Activity ▸ Of the material below, the lines to be retyped are those from the line containing "Place a point on every instance of the plastic" through the line containing "Place a point on every instance of the pink", inclusive; reproduce them exactly.

Excerpted data ▸
[Start of Attachment]

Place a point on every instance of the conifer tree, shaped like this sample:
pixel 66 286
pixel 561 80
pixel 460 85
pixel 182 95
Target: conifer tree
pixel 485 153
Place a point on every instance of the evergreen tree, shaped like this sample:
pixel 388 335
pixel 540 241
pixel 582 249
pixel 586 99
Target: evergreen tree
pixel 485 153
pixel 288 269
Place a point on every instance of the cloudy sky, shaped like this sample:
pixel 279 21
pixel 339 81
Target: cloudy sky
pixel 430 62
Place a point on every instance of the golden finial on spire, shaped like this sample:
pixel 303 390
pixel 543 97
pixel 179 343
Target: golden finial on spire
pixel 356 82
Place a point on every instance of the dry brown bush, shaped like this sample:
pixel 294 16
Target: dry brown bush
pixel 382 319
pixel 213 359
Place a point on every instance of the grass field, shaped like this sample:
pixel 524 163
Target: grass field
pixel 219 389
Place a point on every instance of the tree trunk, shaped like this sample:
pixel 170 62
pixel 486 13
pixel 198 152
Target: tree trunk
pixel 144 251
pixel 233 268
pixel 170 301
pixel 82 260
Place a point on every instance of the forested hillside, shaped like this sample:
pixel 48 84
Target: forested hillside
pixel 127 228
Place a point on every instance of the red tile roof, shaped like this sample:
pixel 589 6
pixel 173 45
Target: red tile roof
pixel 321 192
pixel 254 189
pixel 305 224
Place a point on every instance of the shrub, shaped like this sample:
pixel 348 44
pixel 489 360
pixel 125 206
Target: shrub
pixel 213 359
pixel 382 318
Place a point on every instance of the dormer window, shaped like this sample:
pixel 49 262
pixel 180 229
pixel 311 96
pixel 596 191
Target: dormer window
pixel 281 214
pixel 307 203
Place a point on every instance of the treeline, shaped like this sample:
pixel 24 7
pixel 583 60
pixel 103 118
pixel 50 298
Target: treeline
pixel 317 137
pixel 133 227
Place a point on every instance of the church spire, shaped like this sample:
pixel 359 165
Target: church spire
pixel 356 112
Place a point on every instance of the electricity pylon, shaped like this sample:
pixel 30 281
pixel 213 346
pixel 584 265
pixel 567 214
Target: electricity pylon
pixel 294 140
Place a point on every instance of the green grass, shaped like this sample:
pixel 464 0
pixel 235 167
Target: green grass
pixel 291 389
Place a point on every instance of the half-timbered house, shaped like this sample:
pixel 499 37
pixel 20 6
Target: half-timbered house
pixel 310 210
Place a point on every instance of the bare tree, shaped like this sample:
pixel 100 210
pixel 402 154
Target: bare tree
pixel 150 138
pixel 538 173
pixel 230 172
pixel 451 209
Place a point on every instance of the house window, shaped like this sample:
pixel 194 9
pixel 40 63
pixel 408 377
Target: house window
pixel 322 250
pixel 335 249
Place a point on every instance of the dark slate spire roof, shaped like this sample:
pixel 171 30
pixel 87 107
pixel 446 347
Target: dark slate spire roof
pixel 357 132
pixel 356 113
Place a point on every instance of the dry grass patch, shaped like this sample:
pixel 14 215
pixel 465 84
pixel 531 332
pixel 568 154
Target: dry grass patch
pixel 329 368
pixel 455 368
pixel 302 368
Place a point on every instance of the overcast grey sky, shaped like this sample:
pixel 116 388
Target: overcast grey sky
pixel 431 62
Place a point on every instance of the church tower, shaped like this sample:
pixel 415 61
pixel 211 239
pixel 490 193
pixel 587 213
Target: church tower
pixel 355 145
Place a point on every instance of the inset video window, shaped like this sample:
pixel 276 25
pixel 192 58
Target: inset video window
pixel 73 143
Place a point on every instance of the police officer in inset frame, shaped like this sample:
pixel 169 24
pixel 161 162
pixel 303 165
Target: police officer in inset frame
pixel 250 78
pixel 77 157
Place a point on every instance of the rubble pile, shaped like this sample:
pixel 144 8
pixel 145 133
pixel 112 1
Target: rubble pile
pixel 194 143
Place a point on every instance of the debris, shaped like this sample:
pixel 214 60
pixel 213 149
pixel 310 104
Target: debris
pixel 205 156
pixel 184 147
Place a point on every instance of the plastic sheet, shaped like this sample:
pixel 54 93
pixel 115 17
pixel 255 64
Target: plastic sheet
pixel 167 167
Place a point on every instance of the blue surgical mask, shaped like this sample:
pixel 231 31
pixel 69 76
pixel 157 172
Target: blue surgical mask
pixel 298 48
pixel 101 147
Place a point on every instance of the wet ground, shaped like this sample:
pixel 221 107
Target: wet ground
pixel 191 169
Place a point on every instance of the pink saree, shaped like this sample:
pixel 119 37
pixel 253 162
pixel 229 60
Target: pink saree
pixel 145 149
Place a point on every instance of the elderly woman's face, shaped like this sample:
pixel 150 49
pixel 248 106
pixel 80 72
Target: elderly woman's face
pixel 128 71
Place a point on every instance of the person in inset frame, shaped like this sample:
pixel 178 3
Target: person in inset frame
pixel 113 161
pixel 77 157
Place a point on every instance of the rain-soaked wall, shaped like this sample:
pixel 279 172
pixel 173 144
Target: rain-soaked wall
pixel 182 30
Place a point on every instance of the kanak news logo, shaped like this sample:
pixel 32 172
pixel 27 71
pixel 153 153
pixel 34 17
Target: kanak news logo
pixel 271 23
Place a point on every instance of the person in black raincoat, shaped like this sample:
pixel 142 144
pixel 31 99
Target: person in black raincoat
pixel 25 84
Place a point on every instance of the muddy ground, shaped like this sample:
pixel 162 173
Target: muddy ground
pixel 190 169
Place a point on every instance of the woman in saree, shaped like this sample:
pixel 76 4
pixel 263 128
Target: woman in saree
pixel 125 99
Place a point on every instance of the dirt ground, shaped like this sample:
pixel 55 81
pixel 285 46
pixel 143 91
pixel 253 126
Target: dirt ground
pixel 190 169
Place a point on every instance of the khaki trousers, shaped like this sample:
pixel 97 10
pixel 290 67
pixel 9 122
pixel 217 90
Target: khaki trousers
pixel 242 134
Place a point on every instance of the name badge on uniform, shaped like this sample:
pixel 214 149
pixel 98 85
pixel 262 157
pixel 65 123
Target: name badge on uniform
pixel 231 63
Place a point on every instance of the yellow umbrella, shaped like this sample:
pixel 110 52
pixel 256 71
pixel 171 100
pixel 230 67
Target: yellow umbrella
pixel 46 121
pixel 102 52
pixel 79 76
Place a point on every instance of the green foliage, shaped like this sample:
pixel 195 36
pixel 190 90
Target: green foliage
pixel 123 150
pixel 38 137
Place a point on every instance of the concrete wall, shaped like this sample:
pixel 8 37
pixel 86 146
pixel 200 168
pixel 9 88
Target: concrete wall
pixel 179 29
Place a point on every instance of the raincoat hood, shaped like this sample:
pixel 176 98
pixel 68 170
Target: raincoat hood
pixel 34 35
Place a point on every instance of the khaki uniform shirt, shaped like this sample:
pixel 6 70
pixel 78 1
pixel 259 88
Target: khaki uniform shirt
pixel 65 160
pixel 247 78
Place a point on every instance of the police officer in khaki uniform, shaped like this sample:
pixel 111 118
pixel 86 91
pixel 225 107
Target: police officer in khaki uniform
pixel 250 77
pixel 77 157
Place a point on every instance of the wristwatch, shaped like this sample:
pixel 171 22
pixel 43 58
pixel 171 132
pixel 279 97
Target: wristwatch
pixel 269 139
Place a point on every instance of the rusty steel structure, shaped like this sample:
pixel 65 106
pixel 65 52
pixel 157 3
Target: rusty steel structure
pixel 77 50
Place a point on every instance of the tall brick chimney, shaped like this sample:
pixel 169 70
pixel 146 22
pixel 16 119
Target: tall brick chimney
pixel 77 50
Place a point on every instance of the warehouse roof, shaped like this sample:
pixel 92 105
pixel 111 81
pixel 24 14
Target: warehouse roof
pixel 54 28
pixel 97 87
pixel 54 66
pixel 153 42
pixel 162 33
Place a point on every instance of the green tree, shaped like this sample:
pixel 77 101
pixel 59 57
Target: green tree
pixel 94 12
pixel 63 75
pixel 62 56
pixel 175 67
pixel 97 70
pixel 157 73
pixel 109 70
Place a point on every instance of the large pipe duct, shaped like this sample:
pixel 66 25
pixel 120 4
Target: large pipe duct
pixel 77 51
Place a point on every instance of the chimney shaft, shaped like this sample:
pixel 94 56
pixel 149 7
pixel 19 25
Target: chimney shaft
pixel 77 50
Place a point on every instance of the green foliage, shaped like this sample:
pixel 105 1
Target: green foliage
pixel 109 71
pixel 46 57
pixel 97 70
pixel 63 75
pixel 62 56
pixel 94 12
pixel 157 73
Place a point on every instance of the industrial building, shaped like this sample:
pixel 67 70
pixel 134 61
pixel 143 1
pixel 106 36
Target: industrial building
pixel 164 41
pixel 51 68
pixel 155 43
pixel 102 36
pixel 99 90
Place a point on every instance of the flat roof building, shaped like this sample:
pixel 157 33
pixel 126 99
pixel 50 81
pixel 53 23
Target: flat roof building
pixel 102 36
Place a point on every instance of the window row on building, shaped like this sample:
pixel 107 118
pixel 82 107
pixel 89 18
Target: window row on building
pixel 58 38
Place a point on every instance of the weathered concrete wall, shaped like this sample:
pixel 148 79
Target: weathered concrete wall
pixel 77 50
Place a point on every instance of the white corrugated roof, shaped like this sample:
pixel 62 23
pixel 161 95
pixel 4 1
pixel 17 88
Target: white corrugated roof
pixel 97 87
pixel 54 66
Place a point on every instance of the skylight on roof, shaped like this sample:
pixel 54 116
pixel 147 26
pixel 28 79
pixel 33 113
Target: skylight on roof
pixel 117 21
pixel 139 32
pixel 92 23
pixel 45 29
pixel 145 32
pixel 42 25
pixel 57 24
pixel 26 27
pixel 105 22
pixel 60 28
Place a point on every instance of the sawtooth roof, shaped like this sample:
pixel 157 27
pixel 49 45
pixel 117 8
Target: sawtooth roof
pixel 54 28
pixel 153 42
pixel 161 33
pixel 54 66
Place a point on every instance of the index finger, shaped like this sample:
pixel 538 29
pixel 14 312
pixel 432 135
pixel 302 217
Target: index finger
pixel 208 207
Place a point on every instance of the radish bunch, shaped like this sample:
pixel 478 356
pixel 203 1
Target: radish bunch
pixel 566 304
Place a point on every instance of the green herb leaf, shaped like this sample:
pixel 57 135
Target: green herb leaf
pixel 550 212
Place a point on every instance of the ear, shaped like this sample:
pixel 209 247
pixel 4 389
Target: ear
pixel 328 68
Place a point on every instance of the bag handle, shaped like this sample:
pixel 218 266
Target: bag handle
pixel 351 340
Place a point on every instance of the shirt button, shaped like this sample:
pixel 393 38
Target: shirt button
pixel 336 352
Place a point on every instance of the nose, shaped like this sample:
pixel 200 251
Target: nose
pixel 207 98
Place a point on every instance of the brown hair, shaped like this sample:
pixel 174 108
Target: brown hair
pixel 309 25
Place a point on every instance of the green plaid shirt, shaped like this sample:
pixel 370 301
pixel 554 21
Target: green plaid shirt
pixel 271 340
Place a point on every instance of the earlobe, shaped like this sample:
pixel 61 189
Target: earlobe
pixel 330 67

[End of Attachment]

Solution to this exercise ▸
Place a point on every instance of the plastic sheet, shaped like this sample:
pixel 54 93
pixel 115 17
pixel 255 64
Target: plastic sheet
pixel 167 167
Place a point on every instance of the blue surgical mask, shaped like this sample:
pixel 231 31
pixel 69 76
pixel 157 172
Target: blue surgical mask
pixel 298 48
pixel 101 147
Place a point on every instance of the wet ground, shaped like this sample:
pixel 221 107
Target: wet ground
pixel 191 169
Place a point on every instance of the pink saree, shaped like this sample:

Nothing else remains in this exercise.